*Given request a*:
Turn the listing into a JSON list of strings, one string per line with blank lines left out, starting at its first line and stopping after the line that contains "left=50, top=31, right=68, bottom=39".

In later years, when he was become the meditating philosopher, and, at the same time, indulged in more cheerful contemplations of life, he produced ‘Wilhelm Meister’s Apprenticeship,’ intended to elucidate problems of psychology. The stage being the symbol of life, his hero is thrown among players, and both the real drama, and the drama of life are analyzed, with perpetual illustrations of the one by the other. After an interval of some years, Goethe, in a second part, exhibited his pupil advanced as on a sort of journey. Conscious that his problem, like that of Faustus, was insoluble, he has not dared to exhibit either Faustus in heaven or Wilhelm as a master. Like the Faustus, Wilhelm Meister is still ‘caviare to the million.’

In a third romance, ‘Elective Affinities,’ Goethe treats subtilely of that passion to which Lord Bacon says “the stage is more beholden than the life of man.” As the chemical title suggests, he shows how the felicity of a married couple is marred by the intrusion of other minds, with which each consort has more affinity than with the companion previously chosen.

When ‘Wilhelm Meister’ first appeared, the narrative of Wilhelm’s childhood was related with such spirit and air of truth, that it was believed to be the author’s own personal history; and, in truth, the resemblance between the feigned and real history was soon made manifest by the appearance of Goethe’s own memoirs, under the puzzling title ‘From my Life: Fiction and Truth;’ so entitled, to allow for the unconscious illusions to which we are exposed, when, in advanced life, we try to recollect the occurrences of childhood, and unintentionally confound memory with imagination. These memoirs, including his foreign travels, amount already to nine volumes, and others are to follow; but these earlier volumes treat solely of the author’s intellectual life. Concerning much that men are inquisitive about, he says nothing. Not a hint is dropped concerning the fortune of his father, or the amount of profit which he himself derived from his writings. His being ennobled was an incident which he thought too unimportant for notice; and of honours and distinctions conferred on him he seldom condescends to speak.

*Given request b*:
Copy the passage on Goethe's writings word for word, beginning at the words "In a third romance, ‘Elective" and stopping after "companion previously chosen.".

*Task data*:
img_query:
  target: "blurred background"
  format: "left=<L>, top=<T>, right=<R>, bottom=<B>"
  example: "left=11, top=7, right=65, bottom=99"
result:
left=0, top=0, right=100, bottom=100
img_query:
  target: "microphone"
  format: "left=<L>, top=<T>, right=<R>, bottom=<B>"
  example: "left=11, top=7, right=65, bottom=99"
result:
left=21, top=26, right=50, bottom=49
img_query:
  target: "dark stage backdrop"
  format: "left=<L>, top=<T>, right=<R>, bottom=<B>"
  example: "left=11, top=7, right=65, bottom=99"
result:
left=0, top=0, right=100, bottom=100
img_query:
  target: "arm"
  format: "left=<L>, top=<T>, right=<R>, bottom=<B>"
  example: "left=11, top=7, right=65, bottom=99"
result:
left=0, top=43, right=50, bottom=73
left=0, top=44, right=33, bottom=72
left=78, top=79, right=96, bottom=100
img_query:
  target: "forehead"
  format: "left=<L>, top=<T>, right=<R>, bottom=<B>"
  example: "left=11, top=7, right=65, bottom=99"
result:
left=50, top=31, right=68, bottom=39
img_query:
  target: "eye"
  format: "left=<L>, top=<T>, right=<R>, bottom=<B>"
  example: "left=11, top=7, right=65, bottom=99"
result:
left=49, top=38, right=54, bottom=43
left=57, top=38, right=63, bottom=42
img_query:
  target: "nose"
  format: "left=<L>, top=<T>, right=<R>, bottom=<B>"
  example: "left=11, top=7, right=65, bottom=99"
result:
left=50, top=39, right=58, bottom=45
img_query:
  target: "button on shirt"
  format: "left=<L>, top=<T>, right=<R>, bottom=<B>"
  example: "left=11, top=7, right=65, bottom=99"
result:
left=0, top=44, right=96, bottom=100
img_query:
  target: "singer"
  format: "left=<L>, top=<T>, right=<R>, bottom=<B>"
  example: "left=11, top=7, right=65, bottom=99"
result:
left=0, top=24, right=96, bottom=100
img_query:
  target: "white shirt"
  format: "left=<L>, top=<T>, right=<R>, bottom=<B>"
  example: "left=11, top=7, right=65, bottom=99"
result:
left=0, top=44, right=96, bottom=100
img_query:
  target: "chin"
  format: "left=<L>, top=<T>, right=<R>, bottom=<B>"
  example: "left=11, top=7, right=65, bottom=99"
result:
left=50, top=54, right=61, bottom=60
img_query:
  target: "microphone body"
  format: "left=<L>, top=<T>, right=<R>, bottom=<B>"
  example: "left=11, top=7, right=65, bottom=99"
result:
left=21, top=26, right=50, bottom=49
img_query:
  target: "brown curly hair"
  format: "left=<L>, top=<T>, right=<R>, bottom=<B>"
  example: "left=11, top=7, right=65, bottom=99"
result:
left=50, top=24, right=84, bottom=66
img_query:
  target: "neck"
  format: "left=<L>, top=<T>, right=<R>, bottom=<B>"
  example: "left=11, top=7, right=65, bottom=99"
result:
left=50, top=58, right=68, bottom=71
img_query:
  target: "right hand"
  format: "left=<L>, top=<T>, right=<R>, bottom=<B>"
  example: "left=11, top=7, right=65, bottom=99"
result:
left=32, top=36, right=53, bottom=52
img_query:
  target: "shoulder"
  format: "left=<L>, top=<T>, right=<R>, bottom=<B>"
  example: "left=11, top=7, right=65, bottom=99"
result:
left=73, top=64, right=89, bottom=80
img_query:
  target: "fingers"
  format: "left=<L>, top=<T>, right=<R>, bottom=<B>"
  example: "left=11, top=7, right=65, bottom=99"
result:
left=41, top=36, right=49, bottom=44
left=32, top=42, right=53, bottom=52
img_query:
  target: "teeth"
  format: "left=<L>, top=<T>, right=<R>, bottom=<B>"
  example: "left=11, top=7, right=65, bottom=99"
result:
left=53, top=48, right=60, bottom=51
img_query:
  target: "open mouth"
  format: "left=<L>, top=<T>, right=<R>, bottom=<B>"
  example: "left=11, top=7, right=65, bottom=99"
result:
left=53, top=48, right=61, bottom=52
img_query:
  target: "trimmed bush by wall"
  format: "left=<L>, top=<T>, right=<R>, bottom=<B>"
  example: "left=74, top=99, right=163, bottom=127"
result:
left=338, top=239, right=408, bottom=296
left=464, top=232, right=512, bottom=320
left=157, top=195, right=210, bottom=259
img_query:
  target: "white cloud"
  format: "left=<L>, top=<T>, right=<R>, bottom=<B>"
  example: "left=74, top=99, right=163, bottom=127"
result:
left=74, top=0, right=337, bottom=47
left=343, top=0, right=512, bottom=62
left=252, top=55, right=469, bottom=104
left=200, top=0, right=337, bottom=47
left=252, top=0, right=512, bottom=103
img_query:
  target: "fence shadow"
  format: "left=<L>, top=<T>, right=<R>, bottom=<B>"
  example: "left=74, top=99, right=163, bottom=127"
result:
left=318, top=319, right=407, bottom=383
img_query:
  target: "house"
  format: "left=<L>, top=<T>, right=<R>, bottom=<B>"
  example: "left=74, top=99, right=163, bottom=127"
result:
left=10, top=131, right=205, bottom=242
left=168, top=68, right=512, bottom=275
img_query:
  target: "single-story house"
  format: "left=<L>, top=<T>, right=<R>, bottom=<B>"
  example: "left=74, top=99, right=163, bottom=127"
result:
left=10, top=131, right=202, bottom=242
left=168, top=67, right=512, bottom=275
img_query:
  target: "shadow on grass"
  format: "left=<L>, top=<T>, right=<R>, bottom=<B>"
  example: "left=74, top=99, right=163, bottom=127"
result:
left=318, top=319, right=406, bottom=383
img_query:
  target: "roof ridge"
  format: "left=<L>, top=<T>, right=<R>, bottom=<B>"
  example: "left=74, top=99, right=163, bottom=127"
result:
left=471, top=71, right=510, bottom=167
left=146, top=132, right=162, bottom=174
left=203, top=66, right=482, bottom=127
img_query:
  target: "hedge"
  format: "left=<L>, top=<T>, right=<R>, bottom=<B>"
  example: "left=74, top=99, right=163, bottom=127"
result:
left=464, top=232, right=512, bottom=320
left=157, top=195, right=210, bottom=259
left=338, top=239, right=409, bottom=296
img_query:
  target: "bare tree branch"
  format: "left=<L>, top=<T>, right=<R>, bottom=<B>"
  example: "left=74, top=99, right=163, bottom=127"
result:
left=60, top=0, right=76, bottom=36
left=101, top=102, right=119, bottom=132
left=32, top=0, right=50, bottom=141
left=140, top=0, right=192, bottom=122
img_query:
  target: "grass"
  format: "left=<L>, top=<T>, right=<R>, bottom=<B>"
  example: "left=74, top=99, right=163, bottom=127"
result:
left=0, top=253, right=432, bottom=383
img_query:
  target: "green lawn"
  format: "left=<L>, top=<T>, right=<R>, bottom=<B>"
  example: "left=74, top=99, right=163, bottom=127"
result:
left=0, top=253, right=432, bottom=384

*Result a*:
[
  "img_query:",
  "  target: \"blurred background\"",
  "  format: \"left=<L>, top=<T>, right=<R>, bottom=<B>\"",
  "  example: \"left=11, top=7, right=65, bottom=99\"",
  "result:",
  "left=0, top=0, right=100, bottom=100",
  "img_query:",
  "  target: \"microphone\"",
  "  format: \"left=<L>, top=<T>, right=<R>, bottom=<B>\"",
  "  example: \"left=11, top=7, right=65, bottom=99\"",
  "result:",
  "left=21, top=26, right=50, bottom=49",
  "img_query:",
  "  target: \"dark stage backdrop\"",
  "  format: \"left=<L>, top=<T>, right=<R>, bottom=<B>\"",
  "  example: \"left=11, top=7, right=65, bottom=99\"",
  "result:",
  "left=0, top=0, right=100, bottom=100",
  "img_query:",
  "  target: \"arm\"",
  "  format: \"left=<L>, top=<T>, right=<R>, bottom=<B>\"",
  "  example: \"left=11, top=7, right=65, bottom=99\"",
  "result:",
  "left=0, top=43, right=50, bottom=73",
  "left=0, top=44, right=33, bottom=72",
  "left=78, top=79, right=96, bottom=100",
  "img_query:",
  "  target: \"forehead\"",
  "  format: \"left=<L>, top=<T>, right=<R>, bottom=<B>\"",
  "  example: \"left=11, top=7, right=65, bottom=99\"",
  "result:",
  "left=50, top=31, right=68, bottom=39"
]

*Result b*:
In a third romance, ‘Elective Affinities,’ Goethe treats subtilely of that passion to which Lord Bacon says “the stage is more beholden than the life of man.” As the chemical title suggests, he shows how the felicity of a married couple is marred by the intrusion of other minds, with which each consort has more affinity than with the companion previously chosen.